Employer-guaranteed sale

As an additional incentive for a proposed transfer or relocation, some companies and employers may guarantee the sale of the employee’s current home. Often, the employer will simply guarantee to purchase the property, and resell it later.
If an employer has guaranteed to purchase the applicant’s current residence as part of a transfer or relocation, the existing mortgage loan on that residence is not treated as long-term liability. The applicant can obtain a new mortgage loan without having to bother with the sale of his or her current home.
As usual, however, there are always conditions:
1. The employer’s responsibility to purchase the property is clearly defined and documented.
2. The borrower’s financial responsibility for the property is clearly short-term.
3. It is readily apparent that the employer has the financial capacity to honor the guarantee.

Collections, delinquencies and judgments

Collections and judgments are serious liabilities that must be addressed as quickly as possible, if the applicant is pursuing mortgage finanicng. However, not all collection accounts and judgments are the same.
Judgments are probably the most serious of the negative credit entries. Bankruptcies and foreclosures are the most damaging types of judgments. Judgments remain on the applicant’s credit report for ten (10) years after the discharge date. Other judgments include personal judgments and tax liens.
Delinquencies are past due bills that are at least 30 days late. Strictly speaking, delinquencies refer to past due amounts on currently open accounts. If the delinquencies are allowed to fester, they become a collection or charge-off account. In the case of cars, they can result in repossession.
Medical and utility collections are some of the most common type of collections seen on credit reports. Medical collections usually are now counted as seriously against the applicant. Most mortage lenders will require the borrower to pay off the collection and delinquency amounts prior to or duing the closing.

Interim financing

Short-term financing in anticipation of a long-term loan is often called interim financing. Many construction loans are actually interim loans. Construction loans are typically short-term financing that is paid off as soon as the building is completed.
Another form of interim financing may involve obtaining a second mortgage on the applicant’s current home in order to cash out sufficient funds for the down payment on another purchase. These interim financing arrangements are normally not counted against the applicant. However, they must be paid off prior to or during the closing.

▬▬▬▬▬▬▬▬▬▬

[Problem 1] From the mortgage passage, write out everything from "As usual, however, there" down to "is clearly short-term.".
[Problem 2] List every type of judgment that the mortgage passage names.

Referring expression data
▬▬▬▬▬▬▬▬▬▬

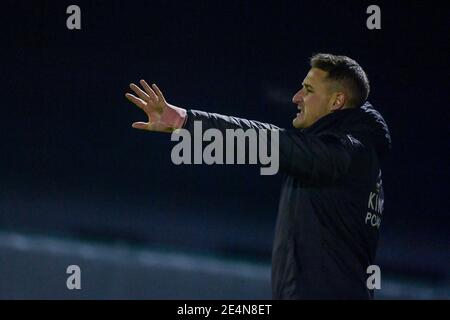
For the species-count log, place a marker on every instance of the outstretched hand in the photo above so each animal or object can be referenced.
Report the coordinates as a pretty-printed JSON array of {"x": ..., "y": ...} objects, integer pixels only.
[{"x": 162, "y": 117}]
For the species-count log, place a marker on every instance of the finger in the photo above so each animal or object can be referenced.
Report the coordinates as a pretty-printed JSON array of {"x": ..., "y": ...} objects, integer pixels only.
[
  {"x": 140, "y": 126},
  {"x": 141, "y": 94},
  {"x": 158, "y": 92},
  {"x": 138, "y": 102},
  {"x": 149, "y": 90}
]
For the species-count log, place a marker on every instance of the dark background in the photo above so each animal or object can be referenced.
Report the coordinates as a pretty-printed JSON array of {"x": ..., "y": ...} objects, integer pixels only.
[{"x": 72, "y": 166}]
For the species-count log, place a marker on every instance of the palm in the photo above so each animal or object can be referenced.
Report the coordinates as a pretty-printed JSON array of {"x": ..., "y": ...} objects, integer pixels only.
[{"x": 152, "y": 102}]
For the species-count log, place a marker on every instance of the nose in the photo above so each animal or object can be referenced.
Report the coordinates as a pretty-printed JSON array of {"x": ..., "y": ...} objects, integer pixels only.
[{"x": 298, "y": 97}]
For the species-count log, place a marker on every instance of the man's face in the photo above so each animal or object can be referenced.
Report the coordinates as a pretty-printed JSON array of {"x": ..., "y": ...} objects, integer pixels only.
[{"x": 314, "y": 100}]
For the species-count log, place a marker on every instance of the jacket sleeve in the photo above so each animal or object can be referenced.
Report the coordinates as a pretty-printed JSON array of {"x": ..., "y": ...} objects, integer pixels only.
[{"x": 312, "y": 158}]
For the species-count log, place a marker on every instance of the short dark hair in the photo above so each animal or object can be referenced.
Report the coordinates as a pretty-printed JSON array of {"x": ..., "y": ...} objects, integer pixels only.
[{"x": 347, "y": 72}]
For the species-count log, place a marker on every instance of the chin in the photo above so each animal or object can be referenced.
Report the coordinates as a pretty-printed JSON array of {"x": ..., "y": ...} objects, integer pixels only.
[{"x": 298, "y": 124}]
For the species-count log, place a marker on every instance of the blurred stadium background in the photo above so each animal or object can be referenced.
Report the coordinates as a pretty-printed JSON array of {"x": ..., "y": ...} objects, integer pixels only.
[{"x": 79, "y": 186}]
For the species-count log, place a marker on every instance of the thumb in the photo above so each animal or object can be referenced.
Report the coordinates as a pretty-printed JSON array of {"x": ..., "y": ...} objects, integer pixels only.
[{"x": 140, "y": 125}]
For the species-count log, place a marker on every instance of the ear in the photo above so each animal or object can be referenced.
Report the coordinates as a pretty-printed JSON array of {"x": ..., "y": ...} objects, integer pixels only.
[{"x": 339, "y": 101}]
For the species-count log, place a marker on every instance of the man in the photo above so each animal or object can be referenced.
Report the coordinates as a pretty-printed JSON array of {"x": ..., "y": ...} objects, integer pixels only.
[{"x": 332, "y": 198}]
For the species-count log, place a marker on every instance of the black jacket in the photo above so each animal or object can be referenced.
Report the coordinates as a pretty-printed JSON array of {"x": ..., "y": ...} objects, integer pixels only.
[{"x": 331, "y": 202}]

▬▬▬▬▬▬▬▬▬▬

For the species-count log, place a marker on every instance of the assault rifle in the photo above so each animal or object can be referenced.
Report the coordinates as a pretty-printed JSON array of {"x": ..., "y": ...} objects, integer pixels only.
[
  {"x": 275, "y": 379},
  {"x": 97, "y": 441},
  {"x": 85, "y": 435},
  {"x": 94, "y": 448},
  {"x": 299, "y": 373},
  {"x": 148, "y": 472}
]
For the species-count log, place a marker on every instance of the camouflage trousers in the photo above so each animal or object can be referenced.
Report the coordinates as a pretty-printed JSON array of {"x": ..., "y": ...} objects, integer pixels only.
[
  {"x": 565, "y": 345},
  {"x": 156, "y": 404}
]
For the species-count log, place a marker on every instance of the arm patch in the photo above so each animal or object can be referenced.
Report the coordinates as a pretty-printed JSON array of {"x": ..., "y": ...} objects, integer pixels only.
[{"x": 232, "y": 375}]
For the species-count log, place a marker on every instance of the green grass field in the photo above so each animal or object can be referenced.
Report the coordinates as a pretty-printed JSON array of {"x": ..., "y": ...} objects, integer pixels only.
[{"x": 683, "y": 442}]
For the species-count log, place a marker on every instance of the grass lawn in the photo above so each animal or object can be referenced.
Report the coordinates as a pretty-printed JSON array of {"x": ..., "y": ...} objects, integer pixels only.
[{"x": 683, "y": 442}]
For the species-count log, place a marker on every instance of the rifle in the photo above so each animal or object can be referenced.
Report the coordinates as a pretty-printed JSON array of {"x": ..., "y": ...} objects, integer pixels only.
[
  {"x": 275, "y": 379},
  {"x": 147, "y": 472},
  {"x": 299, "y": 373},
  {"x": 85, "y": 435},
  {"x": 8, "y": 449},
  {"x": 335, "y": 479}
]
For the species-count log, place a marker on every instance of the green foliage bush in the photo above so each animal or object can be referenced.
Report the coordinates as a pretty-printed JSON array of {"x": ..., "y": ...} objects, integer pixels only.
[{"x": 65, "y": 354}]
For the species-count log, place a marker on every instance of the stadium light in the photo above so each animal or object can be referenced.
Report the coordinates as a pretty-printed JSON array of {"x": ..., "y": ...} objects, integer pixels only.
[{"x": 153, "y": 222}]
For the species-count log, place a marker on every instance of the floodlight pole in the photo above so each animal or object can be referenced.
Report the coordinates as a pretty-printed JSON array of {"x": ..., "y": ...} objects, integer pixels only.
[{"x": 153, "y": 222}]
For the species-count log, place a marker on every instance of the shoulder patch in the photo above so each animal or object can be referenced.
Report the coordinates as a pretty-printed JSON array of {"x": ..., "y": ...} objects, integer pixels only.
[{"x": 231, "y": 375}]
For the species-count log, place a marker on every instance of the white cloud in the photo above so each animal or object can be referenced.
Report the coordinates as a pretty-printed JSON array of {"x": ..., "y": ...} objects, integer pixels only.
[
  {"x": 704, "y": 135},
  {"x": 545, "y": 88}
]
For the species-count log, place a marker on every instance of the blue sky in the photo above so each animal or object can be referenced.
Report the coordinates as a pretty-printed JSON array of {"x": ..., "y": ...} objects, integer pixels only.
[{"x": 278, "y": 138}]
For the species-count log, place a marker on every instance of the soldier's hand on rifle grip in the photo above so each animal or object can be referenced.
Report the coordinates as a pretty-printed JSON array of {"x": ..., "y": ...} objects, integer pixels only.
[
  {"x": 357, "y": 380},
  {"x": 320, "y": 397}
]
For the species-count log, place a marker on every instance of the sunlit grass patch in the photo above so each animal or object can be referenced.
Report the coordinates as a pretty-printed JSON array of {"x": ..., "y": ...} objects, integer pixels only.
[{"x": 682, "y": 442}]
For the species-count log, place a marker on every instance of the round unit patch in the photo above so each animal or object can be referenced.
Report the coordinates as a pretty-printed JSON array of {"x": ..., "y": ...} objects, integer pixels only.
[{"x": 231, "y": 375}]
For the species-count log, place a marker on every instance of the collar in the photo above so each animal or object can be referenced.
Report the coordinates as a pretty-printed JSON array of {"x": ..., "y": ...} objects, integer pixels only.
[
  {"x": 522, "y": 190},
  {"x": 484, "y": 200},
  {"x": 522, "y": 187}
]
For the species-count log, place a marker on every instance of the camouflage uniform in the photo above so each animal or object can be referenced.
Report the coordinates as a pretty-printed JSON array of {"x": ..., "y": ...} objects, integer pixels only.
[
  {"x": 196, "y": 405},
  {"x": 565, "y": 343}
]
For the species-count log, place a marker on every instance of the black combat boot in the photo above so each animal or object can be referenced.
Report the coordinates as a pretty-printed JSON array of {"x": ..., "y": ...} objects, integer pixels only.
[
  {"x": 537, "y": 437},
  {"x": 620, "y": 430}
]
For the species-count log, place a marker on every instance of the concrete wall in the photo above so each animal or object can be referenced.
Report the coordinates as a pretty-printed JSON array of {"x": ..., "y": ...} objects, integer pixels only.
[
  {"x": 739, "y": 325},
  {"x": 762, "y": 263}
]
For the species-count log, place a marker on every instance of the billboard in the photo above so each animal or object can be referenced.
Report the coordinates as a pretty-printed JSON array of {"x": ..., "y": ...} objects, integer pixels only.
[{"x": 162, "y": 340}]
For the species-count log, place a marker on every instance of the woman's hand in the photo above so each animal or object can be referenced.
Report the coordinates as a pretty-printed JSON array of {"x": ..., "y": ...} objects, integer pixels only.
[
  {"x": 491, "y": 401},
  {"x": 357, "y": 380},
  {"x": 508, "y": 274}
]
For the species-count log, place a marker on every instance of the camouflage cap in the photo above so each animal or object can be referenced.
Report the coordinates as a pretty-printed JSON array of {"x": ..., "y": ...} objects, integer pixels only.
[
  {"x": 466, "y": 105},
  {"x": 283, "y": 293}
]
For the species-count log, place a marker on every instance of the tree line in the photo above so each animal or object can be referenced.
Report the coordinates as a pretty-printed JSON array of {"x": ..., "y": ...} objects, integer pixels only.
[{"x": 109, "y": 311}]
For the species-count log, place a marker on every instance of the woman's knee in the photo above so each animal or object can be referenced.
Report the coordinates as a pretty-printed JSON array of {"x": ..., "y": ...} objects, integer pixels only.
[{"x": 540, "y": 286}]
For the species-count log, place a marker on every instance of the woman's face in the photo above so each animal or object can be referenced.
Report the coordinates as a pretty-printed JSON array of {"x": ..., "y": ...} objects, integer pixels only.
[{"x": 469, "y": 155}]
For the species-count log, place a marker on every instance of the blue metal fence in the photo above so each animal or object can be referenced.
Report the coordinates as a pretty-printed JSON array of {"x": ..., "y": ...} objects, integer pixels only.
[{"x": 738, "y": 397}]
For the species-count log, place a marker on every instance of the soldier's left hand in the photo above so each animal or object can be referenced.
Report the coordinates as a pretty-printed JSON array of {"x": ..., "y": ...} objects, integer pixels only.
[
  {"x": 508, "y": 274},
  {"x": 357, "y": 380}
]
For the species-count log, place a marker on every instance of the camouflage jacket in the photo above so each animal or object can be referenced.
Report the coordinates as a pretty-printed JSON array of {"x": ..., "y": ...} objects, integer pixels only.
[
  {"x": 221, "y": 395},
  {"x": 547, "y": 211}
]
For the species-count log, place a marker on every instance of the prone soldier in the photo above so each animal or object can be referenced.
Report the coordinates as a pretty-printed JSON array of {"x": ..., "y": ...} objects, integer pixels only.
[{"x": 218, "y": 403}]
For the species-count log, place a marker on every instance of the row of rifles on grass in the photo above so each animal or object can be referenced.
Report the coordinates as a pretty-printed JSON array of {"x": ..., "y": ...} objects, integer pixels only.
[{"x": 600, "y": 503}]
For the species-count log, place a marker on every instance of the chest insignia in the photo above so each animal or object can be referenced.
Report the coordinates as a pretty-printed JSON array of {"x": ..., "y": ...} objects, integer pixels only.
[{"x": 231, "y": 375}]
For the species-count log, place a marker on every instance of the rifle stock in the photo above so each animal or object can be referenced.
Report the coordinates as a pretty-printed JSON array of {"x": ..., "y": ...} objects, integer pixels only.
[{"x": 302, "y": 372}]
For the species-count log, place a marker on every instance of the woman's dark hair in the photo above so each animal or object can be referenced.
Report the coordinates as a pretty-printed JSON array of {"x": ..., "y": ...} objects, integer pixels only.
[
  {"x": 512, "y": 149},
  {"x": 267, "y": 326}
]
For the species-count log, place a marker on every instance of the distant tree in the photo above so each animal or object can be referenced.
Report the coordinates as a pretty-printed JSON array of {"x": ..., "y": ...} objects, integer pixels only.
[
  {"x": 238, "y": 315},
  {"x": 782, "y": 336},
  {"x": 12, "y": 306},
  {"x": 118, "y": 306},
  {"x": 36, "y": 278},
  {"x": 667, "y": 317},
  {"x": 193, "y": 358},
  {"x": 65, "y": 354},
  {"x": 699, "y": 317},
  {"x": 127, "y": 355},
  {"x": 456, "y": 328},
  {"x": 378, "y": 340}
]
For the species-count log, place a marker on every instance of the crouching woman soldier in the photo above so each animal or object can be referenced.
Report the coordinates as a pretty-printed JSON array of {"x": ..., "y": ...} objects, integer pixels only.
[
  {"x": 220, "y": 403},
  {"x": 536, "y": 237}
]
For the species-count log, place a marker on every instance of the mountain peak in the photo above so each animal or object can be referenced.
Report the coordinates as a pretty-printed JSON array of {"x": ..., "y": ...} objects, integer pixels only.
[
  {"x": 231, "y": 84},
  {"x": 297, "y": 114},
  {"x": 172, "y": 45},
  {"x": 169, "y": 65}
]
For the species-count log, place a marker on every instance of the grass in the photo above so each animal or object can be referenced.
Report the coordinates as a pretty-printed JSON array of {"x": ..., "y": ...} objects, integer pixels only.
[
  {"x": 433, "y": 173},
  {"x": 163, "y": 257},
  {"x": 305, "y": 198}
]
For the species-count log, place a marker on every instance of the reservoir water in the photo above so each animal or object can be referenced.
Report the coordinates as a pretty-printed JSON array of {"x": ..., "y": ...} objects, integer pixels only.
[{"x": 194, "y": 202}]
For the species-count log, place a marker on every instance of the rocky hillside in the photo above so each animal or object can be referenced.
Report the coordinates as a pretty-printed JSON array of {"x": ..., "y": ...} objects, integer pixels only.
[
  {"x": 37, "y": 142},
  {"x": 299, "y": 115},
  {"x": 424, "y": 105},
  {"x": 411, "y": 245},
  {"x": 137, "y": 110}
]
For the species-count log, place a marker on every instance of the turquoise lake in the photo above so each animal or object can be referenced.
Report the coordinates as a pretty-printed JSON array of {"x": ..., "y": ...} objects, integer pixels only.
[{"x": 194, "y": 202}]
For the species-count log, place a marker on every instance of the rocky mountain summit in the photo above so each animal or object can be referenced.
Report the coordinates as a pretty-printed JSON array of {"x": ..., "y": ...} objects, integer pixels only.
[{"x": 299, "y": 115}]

▬▬▬▬▬▬▬▬▬▬

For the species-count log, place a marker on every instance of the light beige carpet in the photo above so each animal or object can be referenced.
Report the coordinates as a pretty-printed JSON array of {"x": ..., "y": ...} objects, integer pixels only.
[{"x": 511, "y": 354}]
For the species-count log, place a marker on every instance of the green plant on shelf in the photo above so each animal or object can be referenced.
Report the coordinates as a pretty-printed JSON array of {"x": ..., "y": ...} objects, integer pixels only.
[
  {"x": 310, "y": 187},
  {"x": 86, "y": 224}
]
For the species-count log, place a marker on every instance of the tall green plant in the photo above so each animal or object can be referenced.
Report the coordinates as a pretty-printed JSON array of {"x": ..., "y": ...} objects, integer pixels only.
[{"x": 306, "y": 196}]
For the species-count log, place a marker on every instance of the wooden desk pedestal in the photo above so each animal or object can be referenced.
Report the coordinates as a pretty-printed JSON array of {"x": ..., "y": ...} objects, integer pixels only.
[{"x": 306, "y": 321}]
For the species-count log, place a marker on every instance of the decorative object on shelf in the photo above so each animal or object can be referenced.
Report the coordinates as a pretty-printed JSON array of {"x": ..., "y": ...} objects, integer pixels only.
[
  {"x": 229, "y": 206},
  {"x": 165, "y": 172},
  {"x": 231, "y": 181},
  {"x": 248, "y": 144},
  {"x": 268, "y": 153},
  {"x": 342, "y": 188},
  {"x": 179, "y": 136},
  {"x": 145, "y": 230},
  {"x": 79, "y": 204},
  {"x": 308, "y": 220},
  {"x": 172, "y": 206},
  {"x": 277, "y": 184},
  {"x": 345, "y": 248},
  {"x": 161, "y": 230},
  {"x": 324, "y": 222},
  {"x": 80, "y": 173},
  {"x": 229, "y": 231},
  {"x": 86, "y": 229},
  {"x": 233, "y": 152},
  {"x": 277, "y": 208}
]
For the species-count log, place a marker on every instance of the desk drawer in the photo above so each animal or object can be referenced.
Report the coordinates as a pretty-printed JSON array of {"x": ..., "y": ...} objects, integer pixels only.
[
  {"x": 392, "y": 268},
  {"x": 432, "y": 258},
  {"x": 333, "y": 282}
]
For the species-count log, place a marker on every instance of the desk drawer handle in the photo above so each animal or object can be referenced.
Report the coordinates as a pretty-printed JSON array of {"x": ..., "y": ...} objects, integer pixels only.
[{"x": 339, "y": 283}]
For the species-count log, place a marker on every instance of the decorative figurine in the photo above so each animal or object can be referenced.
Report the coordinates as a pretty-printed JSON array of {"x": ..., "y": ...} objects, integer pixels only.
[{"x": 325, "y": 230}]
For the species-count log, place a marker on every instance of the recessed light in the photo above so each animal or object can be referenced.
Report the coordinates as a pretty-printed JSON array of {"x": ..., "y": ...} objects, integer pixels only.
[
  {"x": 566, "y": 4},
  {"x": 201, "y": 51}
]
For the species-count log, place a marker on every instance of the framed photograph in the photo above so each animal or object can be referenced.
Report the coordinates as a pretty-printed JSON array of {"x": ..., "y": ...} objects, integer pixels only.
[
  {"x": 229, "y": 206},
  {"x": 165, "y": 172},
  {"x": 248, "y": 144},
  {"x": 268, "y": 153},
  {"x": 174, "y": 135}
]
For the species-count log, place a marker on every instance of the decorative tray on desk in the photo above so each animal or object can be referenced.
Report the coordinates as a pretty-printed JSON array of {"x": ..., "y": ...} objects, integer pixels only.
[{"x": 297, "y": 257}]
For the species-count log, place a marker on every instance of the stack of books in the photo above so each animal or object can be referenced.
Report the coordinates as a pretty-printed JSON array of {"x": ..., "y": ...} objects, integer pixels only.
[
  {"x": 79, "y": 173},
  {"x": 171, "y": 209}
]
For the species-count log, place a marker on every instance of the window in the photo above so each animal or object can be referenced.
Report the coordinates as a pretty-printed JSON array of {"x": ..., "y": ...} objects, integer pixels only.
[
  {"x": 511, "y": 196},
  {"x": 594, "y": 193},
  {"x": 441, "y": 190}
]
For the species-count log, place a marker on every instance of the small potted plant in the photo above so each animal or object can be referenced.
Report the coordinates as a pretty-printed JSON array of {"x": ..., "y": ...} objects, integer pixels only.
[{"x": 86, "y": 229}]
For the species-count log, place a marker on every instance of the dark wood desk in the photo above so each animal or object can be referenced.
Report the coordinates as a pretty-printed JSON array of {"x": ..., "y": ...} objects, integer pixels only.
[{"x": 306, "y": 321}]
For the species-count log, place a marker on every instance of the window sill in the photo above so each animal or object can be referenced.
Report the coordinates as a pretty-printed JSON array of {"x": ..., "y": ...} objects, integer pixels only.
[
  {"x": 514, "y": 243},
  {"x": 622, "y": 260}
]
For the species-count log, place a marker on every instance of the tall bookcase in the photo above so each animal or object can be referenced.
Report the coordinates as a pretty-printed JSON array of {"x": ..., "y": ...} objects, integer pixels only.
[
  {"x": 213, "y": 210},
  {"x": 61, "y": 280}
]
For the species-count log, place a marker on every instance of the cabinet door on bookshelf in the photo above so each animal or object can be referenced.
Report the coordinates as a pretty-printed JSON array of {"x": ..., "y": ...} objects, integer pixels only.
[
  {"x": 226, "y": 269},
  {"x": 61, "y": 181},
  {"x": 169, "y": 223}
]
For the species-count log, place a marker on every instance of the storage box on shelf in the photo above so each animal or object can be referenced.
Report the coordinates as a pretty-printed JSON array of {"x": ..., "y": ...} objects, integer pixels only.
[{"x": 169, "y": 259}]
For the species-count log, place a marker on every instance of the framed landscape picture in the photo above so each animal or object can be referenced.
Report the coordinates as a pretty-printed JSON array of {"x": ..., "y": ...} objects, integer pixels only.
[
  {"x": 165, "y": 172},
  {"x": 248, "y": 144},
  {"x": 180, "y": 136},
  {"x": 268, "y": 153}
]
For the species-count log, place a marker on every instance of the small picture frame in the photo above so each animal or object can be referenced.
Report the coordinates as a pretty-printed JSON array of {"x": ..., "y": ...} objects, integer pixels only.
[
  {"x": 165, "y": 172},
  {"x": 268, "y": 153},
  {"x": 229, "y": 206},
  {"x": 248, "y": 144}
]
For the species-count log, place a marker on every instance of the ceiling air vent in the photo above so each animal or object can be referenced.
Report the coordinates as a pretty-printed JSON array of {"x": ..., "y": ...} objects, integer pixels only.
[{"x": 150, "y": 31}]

▬▬▬▬▬▬▬▬▬▬

[Response box 1]
As usual, however, there are always conditions:
1. The employer’s responsibility to purchase the property is clearly defined and documented.
2. The borrower’s financial responsibility for the property is clearly short-term.

[Response box 2] Bankruptcies, foreclosures, personal judgments, tax liens